How to complete this task
Word for word, print all of the entries below.

Material shown
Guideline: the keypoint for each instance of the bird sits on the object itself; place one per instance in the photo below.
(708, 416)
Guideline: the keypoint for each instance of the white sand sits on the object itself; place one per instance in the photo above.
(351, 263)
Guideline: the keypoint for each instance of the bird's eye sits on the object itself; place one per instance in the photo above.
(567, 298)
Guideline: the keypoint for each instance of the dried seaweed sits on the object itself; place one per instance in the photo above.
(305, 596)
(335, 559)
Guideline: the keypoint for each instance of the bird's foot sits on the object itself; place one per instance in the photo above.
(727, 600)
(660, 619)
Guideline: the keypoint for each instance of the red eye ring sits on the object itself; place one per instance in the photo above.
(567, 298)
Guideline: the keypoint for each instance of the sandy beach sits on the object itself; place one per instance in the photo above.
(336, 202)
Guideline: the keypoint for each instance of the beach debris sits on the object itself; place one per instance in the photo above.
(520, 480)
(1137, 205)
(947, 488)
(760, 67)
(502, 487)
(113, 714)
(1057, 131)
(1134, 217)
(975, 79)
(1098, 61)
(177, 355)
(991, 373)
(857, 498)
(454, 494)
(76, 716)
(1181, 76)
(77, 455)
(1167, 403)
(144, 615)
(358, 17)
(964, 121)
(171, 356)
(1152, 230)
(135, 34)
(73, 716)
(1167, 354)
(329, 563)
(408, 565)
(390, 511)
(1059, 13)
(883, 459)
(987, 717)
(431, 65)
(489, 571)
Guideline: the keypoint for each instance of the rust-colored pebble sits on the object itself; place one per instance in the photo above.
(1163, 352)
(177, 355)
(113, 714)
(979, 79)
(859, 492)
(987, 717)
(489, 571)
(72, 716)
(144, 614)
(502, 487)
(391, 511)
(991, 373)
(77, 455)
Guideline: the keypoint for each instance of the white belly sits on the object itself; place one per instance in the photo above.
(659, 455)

Expected output
Guideline: the keypoint for each instance of the bird sits on the object itself; place one per instance in the photo below.
(708, 416)
Guideline: the keypoint for each instance of the white sand sits on the object itself; place one per instance in the photo above.
(351, 263)
Guideline: the keypoint for each instance of the bird's eye sits on the object itself; place one per instance in the photo above.
(567, 298)
Guideline: the keypoint for each instance of the dried seaweed sits on the object itself; place one per instance in the photo above.
(305, 596)
(335, 559)
Guideline: the keypoint for each instance of the bird's foot sits on the object itself; place one per instance in the photo above.
(727, 600)
(660, 619)
Guideline: the keypoint for each instance of the red eye ring sits on the object itself; place one per instance in the photo above.
(567, 298)
Guideline: the keypoint for each instance of the sandy beach sits on the object itself; place one per instance in the photo above.
(336, 202)
Guideline: the keypoint for each instance of the beach debris sits on the object itself; place one per instance in the photo above.
(520, 480)
(1137, 205)
(947, 488)
(760, 67)
(502, 487)
(113, 714)
(1057, 131)
(1134, 217)
(975, 79)
(1098, 61)
(177, 355)
(991, 373)
(857, 498)
(454, 494)
(76, 716)
(1181, 76)
(77, 455)
(1167, 403)
(144, 615)
(358, 17)
(964, 121)
(171, 356)
(1152, 230)
(135, 34)
(73, 716)
(1167, 354)
(329, 563)
(408, 565)
(390, 511)
(1059, 13)
(883, 459)
(987, 717)
(431, 65)
(489, 571)
Guideline: the keypoint for each instance of the rust-colored pebble sits on the object itself; place one per instance in the photo above.
(1163, 352)
(177, 355)
(113, 714)
(979, 79)
(859, 492)
(987, 717)
(489, 571)
(72, 716)
(144, 614)
(502, 487)
(391, 511)
(991, 373)
(77, 455)
Guideline: the keypoint for each instance of the white belly sits on the object itself; place one per instance in the photo above.
(659, 455)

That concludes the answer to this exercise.